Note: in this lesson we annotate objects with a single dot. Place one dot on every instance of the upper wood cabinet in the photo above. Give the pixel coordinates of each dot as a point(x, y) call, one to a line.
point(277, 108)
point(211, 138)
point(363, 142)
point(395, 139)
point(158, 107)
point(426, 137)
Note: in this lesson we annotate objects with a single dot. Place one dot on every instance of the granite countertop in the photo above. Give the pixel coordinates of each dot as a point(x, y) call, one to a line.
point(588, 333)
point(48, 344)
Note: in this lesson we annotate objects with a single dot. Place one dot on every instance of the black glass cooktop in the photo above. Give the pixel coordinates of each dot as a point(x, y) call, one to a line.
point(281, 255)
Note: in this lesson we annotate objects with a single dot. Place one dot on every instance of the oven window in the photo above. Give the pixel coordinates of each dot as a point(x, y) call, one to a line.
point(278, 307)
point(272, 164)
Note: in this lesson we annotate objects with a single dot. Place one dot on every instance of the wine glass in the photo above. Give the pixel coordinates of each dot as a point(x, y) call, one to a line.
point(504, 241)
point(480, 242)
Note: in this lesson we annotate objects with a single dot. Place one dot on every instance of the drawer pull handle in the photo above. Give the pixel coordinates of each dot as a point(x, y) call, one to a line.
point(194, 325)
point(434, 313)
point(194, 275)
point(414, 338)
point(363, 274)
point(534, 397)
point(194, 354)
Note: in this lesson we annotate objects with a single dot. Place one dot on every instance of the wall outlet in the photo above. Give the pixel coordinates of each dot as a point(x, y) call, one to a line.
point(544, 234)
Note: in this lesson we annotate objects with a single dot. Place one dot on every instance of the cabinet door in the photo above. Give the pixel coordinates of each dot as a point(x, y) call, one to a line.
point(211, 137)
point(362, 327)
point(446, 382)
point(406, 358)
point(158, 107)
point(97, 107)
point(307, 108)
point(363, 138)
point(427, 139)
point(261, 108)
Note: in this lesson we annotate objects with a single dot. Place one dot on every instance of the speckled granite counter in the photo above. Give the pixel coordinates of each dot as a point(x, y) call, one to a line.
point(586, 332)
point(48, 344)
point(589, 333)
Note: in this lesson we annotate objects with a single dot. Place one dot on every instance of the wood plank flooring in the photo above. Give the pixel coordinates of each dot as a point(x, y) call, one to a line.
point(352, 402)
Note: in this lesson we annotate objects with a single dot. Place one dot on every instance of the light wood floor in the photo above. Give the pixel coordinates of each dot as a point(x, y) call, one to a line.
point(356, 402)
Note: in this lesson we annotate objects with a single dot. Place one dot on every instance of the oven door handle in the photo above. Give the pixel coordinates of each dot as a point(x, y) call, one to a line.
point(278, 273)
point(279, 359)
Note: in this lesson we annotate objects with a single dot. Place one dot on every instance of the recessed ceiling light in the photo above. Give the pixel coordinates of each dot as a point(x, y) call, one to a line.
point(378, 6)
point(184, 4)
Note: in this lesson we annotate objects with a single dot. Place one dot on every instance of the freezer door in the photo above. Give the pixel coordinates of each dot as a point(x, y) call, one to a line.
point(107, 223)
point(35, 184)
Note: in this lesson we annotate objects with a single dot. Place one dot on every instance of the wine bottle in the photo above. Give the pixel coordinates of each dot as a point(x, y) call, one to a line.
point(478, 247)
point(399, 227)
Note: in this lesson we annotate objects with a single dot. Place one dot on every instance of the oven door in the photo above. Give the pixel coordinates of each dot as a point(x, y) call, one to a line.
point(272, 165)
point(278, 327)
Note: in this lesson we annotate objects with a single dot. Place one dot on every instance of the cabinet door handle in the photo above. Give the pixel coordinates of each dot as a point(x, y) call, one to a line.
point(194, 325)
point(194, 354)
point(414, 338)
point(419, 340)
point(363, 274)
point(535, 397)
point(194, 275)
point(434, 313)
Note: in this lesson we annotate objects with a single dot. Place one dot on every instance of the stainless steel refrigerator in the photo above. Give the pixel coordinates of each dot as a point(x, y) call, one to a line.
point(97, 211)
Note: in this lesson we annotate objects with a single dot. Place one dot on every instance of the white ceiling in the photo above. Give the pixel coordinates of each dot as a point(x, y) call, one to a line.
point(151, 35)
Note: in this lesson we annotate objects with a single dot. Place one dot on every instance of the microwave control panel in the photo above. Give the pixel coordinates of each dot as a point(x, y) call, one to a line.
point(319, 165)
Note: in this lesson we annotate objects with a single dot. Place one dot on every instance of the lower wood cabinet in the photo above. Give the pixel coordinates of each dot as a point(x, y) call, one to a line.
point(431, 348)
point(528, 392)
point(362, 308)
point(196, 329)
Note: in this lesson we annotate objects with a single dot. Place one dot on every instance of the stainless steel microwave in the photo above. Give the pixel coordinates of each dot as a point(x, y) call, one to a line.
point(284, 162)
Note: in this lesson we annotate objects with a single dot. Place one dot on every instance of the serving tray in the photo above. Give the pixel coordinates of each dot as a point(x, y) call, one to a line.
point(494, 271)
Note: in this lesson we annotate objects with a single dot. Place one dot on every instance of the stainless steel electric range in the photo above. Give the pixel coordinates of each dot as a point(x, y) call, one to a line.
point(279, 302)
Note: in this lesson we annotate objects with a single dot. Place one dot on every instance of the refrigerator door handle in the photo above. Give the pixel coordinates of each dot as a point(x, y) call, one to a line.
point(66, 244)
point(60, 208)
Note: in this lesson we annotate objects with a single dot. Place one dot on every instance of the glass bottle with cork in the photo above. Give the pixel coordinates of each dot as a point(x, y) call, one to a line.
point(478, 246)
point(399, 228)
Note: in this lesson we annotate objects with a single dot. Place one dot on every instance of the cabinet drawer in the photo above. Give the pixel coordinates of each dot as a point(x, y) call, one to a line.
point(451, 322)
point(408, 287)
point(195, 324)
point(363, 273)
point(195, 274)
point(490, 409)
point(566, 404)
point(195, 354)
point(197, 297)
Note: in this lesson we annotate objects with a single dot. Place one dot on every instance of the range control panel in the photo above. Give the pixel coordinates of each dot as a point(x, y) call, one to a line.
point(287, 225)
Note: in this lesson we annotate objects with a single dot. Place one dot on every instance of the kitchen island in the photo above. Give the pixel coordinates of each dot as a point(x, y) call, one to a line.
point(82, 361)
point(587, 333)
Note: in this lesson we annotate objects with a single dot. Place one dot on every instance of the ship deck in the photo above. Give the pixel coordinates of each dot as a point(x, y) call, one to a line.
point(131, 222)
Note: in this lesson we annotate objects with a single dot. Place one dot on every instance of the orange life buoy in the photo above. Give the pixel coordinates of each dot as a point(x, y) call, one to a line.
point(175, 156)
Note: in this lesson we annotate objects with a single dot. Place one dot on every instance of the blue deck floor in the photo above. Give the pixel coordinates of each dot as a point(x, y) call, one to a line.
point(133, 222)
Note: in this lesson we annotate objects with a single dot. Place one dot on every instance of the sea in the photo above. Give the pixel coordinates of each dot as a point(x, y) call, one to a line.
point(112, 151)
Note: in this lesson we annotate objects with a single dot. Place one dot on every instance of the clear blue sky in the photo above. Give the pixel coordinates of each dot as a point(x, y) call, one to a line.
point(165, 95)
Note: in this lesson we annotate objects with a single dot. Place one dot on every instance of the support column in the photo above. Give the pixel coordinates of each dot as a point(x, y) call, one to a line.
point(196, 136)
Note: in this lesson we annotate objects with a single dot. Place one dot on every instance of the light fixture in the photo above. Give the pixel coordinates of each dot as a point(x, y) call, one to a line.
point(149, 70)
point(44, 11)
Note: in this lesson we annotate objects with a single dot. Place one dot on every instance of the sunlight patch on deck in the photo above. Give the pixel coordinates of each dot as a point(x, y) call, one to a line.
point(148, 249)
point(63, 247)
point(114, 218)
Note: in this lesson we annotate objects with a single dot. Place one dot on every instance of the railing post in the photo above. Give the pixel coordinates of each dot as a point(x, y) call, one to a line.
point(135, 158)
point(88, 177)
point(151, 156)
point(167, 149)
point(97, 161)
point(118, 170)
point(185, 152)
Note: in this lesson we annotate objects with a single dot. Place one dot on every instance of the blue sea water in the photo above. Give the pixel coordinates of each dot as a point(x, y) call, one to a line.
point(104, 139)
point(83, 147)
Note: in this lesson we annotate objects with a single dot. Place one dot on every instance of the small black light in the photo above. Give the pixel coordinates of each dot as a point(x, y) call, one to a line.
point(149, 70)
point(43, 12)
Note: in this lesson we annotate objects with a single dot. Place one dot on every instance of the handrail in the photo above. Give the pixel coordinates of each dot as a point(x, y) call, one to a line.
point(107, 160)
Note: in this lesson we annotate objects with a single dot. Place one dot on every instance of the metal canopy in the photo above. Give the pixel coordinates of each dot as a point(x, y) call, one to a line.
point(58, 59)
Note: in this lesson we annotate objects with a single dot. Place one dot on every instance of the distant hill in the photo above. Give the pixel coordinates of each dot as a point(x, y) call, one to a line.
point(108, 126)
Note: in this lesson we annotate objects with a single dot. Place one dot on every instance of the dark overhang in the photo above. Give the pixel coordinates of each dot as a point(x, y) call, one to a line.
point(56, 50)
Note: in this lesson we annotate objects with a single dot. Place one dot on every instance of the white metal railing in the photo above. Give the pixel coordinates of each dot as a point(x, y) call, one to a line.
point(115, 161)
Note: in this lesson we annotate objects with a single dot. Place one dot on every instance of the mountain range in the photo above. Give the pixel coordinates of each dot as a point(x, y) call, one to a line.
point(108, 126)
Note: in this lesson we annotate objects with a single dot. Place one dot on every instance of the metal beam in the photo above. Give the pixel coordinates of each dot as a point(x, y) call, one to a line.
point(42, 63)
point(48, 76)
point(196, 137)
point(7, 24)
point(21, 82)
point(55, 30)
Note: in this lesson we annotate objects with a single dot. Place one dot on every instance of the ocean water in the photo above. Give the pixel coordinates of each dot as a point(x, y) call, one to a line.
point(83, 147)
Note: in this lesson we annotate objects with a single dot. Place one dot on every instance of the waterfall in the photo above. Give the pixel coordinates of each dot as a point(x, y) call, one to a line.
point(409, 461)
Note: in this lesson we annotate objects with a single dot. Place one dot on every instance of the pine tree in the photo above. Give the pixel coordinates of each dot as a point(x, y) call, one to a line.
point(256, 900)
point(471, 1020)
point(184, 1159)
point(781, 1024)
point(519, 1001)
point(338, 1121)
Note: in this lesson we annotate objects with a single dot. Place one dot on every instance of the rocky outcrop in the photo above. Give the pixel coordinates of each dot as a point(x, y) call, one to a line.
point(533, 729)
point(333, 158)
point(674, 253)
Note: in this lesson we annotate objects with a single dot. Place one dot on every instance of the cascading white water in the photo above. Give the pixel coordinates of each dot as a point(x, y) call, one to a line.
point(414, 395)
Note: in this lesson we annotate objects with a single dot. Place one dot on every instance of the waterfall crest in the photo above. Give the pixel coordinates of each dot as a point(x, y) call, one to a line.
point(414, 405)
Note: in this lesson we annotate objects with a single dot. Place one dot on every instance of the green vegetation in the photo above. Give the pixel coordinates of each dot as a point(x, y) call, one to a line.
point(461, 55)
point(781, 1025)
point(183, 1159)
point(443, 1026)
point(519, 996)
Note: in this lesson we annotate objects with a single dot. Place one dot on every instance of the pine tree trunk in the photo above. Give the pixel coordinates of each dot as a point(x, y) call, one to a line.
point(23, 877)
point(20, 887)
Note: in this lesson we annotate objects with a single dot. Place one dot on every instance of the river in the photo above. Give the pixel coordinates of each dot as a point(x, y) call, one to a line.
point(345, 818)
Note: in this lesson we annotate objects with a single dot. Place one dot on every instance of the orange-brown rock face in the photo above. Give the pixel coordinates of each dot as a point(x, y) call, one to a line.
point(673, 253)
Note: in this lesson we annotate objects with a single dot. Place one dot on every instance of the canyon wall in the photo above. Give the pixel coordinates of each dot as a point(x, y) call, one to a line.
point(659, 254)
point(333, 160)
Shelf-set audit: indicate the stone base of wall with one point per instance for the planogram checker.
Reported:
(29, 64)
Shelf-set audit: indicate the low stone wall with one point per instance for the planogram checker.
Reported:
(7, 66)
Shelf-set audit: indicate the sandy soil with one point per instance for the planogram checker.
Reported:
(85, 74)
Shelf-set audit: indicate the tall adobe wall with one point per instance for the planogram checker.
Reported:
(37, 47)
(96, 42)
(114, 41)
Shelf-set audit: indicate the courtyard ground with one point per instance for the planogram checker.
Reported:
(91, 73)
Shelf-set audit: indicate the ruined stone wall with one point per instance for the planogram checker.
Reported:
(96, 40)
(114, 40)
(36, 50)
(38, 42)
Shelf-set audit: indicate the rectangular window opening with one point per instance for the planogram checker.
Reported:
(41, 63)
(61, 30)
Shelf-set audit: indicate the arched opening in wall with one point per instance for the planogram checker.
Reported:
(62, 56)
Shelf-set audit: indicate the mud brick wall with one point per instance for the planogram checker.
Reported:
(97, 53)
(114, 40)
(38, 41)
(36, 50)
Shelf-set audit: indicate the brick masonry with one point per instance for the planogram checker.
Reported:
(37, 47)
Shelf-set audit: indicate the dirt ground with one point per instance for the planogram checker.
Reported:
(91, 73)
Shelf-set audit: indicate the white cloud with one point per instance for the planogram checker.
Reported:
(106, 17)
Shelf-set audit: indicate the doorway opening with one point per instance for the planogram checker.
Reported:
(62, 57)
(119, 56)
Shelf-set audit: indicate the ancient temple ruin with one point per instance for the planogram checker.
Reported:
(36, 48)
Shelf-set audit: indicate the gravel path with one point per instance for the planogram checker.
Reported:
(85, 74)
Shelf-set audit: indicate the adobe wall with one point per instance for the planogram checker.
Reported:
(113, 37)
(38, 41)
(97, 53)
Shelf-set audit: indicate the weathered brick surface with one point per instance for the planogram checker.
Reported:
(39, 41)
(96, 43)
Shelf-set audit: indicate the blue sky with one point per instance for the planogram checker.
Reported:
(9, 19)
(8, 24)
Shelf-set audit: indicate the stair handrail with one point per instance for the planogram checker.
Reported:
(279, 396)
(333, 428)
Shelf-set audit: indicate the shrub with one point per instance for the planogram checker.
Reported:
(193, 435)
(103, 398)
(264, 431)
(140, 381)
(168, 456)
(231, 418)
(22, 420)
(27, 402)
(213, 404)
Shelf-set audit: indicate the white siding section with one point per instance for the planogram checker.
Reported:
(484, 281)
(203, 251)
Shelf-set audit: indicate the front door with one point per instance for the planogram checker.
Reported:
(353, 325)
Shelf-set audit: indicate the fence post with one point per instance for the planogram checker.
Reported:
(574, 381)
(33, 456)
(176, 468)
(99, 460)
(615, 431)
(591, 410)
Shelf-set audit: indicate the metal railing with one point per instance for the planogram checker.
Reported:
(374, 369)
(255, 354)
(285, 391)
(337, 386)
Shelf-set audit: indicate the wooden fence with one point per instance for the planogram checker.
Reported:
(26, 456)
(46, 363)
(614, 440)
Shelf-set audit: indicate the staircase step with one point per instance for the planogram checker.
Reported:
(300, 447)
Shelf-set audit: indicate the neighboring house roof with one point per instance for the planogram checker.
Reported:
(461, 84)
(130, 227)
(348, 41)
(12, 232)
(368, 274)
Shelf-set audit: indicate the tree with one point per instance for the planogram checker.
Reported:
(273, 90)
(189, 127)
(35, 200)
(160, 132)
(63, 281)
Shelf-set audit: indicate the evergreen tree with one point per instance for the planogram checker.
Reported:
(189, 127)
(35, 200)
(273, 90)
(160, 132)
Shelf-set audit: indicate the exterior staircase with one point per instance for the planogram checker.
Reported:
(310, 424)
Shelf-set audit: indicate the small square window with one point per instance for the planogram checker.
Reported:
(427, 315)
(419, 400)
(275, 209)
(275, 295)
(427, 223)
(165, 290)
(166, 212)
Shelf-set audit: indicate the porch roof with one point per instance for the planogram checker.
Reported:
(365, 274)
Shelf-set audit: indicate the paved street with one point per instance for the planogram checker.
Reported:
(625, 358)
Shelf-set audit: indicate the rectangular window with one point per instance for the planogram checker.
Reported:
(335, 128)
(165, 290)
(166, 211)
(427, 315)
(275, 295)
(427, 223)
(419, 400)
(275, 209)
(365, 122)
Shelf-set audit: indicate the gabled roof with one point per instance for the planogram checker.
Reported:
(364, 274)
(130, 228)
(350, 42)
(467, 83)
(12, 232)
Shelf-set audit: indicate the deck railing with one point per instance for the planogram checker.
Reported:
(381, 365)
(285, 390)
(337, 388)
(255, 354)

========

# What the task requires
Please go line by line through the records above, copying each one that holds the string "brick".

# Solution to this exercise
Shelf-set audit: indicate the mud brick wall with one point per instance for the planogram checker.
Shelf-set audit: indicate the brick masonry with one point per instance for the planogram checker.
Shelf-set audit: indicate the weathered brick surface with one point per instance for the planogram checker.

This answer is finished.